Selected extract:
----

Jury deliberations will continue Tuesday in Hale murder case

Jurors on Monday began deliberating the fate of Robert Sydrious Thornton, on trial for the 2015 shooting death of 17-year-old Gadsden City High School student Anthony Hale Jr. before breaking for the evening. They will continue deliberations Tuesday.

Thornton is accused of firing shots into a crowd of people leaving a birthday party at a nightclub on Broad Street in downtown Gadsden. Four people were shot and Hale succumbed days later to a gunshot wound to the head.

From the time of the shooting through the trial, Hale has been described as an innocent bystander to the events that night, not involved in the arguments that apparently led to the shooting.

"That woman's grandson is in the cold ground," Chief Deputy District Attorney Marcus Reid told jurors, "because of the choices that man made," indicating Thornton. Those choices, he said, including bringing a gun to a teen's birthday party, and after an argument — "just words" — at the party, going outside to get a gun, then firing into the crowd.

Defense attorneys Jacob Millican and John Floyd pointed out differences in the testimony of the state witnesses, saying three witnesses put Thornton at three different locations in the area near the intersection of Seventh and Broad streets.

They said the jury should consider evidence presented and evidence that was not — that of the large crowd of people present when shots were fired, only four were called to testify and they gave "inconsistent" accounts of the events, the lawyers argued.

In recalling a stressful event, Reid said, differences in witnesses' accounts are common. If the witnesses gave identical accounts, he said, the defense would argue prosecutors told them what to say.

In arguments to the jury, defense attorneys said the state claimed there was one gun and one shooter, even though there were two kinds of shell casings — 9mm and .22 caliber — at the scene.

----

Stored data:
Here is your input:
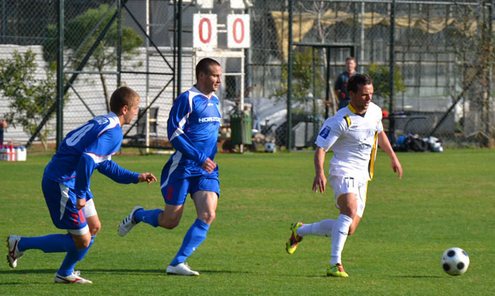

----

Exercise requirements:
a. In the article on the Hale murder trial, what two kinds of shell casings were found at the scene?
b. Write the next part of the article on the Hale murder trial, picking up after its final sentence.
The listing plays no part in what comes next.

Answers to the exercise:
a. 9mm and .22 caliber casings.

b.
Reid told jurors that wasn't the case, that he'd said from opening arguments that there were two guns fired at the scene. He told jurors to recall testimony from state Department of Forensic Science firearms expert Nicholas Drake, who said the damaged projectile the medical examiner removed from Anthony Hale's head was too large to have been fired through a .22-caliber weapon.

He was not able to determine the caliber, he said: it could have been fired through various caliber weapons larger than a .22.

Reid said testimony in the case indicated only Thornton fired a 9mm gun.

Jurors are considering charges of intentional murder and reckless murder, and were instructed that the defendant could only be found guilty of one of the charges. Thornton initially was indicted for intentional murder, then prosecutors took the case back to another grand jury, resulting in the charge of reckless murder.

Reid said act of shooting into the crowd was "so reprehensible" that they believed jurors should have the option of considering it "especially in these days and times when we are all at risk from people who have no regard for life."

Another Anniston man, Montarious Hill, 20, of Anniston, also was indicted in Hale's murder. He was fatally shot, Huntsville police said, when he and four other men were involved in an attempted robbery there in December 2016. Police said at that time that five men, all from Anniston, went to a Huntsville home with the intent to steal drugs.

Two men forced their way inside and were shot. Hill died from multiple gunshots; the other man was shot in the leg.